- **Written task**:
In the records below, find the line containing "323, one pair per line."; give it again exactly, along with every line that follows, and nothing else.

- **Records shown**:
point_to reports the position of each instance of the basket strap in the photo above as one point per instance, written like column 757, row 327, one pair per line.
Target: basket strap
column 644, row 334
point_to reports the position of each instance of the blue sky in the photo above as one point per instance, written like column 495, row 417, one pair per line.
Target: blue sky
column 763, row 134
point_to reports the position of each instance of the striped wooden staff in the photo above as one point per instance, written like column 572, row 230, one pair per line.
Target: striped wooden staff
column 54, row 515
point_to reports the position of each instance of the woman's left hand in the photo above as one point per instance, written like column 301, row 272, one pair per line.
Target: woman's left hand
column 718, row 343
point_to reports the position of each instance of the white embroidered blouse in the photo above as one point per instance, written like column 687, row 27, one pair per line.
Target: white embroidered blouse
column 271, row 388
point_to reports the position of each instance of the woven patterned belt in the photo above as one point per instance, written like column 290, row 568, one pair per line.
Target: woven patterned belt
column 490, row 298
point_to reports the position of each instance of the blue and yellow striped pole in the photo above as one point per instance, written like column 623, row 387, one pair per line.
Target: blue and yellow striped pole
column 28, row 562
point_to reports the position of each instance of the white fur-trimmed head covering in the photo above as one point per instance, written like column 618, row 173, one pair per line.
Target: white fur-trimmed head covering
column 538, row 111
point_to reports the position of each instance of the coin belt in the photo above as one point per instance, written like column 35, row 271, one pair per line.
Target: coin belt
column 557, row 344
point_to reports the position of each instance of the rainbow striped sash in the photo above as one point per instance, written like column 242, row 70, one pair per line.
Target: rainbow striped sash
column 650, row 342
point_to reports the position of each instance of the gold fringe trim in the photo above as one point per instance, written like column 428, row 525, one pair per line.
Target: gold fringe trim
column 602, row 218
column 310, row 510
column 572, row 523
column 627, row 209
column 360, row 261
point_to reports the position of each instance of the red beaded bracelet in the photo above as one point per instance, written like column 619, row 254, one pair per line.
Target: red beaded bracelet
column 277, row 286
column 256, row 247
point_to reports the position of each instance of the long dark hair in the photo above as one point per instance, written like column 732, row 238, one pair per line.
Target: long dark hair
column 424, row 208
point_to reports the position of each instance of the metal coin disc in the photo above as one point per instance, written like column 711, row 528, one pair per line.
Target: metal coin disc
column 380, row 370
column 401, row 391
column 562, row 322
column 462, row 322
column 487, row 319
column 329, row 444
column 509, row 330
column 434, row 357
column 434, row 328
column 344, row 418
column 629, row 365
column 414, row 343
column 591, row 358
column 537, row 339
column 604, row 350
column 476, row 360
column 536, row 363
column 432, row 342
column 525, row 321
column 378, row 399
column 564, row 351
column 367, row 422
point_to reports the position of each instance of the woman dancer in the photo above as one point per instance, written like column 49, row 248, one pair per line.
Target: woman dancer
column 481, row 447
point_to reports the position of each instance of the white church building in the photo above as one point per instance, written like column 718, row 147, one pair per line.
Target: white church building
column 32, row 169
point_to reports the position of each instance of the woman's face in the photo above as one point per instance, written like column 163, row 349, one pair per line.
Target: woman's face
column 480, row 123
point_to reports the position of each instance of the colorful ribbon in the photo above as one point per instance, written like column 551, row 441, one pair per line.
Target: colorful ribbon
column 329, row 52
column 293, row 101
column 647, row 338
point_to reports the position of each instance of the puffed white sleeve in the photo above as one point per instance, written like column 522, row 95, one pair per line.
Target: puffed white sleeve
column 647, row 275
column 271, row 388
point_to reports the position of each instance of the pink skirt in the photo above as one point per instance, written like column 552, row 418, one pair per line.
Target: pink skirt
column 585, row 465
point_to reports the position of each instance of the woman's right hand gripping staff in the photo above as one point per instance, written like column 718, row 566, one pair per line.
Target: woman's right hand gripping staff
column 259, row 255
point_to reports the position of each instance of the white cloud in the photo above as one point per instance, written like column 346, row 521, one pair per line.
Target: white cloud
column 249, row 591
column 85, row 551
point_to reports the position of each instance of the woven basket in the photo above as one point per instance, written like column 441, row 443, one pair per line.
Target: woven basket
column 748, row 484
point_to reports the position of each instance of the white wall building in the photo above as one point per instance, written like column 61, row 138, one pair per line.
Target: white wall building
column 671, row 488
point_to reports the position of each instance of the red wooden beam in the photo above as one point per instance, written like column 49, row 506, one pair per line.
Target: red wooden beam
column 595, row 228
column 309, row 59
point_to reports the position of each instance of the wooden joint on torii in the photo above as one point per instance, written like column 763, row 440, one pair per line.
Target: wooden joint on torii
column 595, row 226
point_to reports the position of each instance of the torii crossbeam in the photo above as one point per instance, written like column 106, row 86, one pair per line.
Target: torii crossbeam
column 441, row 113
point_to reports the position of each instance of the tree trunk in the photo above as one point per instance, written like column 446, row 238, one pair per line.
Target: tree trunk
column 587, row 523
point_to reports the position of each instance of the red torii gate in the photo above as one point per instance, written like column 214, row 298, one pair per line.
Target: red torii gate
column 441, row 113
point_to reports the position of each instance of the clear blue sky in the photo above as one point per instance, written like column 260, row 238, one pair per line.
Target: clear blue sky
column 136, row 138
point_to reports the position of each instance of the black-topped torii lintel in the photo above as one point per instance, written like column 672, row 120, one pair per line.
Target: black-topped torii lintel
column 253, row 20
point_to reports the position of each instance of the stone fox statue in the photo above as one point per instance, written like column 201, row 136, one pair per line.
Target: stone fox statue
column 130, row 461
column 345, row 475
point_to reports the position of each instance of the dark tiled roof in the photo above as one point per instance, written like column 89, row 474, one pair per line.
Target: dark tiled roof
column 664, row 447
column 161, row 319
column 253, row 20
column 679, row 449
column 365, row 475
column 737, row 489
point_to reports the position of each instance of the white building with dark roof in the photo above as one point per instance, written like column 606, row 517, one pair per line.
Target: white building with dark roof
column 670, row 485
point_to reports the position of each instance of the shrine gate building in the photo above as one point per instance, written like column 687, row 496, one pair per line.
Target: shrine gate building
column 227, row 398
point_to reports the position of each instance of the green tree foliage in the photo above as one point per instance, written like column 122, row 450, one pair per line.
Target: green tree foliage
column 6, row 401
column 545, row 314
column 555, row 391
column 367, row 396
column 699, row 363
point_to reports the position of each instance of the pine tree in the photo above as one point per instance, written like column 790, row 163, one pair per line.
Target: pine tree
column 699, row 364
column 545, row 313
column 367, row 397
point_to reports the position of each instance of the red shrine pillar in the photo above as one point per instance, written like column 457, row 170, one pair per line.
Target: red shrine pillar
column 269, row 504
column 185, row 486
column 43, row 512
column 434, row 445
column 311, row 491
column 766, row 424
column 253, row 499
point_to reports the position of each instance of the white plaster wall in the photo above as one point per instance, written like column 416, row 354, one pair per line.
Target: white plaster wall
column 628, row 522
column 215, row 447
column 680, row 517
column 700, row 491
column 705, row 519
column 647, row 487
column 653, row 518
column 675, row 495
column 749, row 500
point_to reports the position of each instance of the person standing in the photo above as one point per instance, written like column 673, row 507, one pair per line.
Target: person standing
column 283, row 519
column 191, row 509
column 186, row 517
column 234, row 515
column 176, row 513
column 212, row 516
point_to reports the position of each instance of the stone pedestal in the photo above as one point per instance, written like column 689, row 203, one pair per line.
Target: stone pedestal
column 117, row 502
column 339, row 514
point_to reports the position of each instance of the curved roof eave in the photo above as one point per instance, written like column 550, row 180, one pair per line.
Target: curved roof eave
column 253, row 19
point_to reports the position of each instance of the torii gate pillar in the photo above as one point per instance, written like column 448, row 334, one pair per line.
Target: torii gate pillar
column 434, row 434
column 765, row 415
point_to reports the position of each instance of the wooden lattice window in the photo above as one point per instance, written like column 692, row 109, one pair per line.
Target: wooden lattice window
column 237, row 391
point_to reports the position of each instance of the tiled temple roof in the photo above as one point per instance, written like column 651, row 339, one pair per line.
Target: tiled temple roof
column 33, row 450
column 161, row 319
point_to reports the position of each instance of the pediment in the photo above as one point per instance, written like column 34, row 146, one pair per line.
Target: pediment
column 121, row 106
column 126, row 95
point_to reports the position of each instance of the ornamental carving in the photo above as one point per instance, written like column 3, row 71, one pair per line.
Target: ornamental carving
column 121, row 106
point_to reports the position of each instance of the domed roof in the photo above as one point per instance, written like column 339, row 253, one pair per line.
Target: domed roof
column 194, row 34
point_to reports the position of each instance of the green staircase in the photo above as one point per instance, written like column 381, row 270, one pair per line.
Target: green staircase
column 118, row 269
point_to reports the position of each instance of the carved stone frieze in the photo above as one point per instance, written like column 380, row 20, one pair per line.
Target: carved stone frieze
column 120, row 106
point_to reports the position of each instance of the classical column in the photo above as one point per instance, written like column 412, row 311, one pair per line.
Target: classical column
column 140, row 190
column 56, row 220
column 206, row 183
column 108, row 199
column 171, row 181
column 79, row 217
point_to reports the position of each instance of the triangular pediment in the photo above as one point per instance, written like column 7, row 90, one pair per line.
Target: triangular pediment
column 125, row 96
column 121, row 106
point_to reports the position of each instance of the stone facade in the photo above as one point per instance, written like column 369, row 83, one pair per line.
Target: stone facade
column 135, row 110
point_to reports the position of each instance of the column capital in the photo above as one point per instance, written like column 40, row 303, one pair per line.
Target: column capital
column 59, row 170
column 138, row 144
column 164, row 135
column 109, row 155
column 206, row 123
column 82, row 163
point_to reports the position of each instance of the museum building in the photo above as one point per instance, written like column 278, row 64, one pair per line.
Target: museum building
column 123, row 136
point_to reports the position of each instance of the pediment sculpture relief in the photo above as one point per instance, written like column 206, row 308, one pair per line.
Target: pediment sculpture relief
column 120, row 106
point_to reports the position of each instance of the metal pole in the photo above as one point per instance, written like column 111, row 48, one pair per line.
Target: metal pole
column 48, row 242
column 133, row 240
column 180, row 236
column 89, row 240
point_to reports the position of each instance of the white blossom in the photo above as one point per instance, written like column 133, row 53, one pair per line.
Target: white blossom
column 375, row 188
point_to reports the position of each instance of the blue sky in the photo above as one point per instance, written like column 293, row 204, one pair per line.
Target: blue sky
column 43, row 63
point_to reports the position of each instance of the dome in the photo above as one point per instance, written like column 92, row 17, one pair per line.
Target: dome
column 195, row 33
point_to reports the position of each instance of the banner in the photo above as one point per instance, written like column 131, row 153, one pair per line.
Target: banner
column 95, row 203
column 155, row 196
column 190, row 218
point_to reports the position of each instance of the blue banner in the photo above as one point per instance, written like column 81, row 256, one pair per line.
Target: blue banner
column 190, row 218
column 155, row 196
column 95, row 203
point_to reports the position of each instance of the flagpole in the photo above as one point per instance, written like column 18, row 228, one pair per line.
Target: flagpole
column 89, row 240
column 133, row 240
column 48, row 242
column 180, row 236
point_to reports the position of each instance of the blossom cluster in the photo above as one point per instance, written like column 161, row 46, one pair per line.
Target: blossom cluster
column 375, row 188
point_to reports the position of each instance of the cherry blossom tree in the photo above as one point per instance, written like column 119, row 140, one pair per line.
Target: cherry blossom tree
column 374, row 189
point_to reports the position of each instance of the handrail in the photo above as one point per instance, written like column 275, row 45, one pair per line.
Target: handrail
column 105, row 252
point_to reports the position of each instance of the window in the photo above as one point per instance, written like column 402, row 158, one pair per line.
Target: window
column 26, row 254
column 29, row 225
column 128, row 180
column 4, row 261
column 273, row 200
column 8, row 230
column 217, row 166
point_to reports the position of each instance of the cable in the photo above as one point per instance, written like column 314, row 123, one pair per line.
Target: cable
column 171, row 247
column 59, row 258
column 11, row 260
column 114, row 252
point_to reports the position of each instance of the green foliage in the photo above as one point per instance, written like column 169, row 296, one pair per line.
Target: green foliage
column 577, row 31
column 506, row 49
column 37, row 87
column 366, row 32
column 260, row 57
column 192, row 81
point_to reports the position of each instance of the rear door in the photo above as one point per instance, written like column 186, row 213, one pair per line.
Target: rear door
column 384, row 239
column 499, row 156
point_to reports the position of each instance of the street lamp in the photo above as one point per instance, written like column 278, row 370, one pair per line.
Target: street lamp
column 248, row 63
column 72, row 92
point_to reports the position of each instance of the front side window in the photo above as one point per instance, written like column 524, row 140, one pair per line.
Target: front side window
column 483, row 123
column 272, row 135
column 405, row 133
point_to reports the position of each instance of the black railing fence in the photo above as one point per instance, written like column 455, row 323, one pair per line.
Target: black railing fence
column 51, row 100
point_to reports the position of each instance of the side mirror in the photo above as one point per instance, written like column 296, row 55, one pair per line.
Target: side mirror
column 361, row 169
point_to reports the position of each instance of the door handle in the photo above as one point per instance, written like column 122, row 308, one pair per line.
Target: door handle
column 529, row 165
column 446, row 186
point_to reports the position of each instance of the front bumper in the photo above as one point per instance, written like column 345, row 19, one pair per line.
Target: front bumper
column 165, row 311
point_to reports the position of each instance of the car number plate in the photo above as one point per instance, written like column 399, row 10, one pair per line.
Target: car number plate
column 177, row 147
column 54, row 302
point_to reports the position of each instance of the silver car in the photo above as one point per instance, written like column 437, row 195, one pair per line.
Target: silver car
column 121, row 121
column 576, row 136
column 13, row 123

- **Solution for this task**:
point_to reports the position of each instance of the black railing fence in the photo above as one point per instance, written like column 455, row 323, one pair per line.
Target: black railing fence
column 51, row 100
point_to reports the position of each instance of the side mirror in the photo above as one point per instance, written like column 296, row 55, one pair per line.
Target: side mirror
column 361, row 169
point_to reports the position of each instance of the door handle in the photo above as one point per instance, written like column 122, row 308, one pair per line.
Target: door handle
column 529, row 165
column 446, row 186
point_to reports the position of each instance of the front bumper in the photo above as one point per instance, written like column 345, row 19, one pair per line.
Target: front bumper
column 165, row 311
point_to reports the position of each instance of the car number plate in the photo above as one point per instance, written like column 399, row 10, one pair per line.
Target: car number plate
column 177, row 147
column 54, row 302
point_to reports the position of each instance of the silver car in the photo above as one point per instance, written like column 437, row 195, one pair per line.
Target: silver car
column 121, row 121
column 576, row 136
column 13, row 123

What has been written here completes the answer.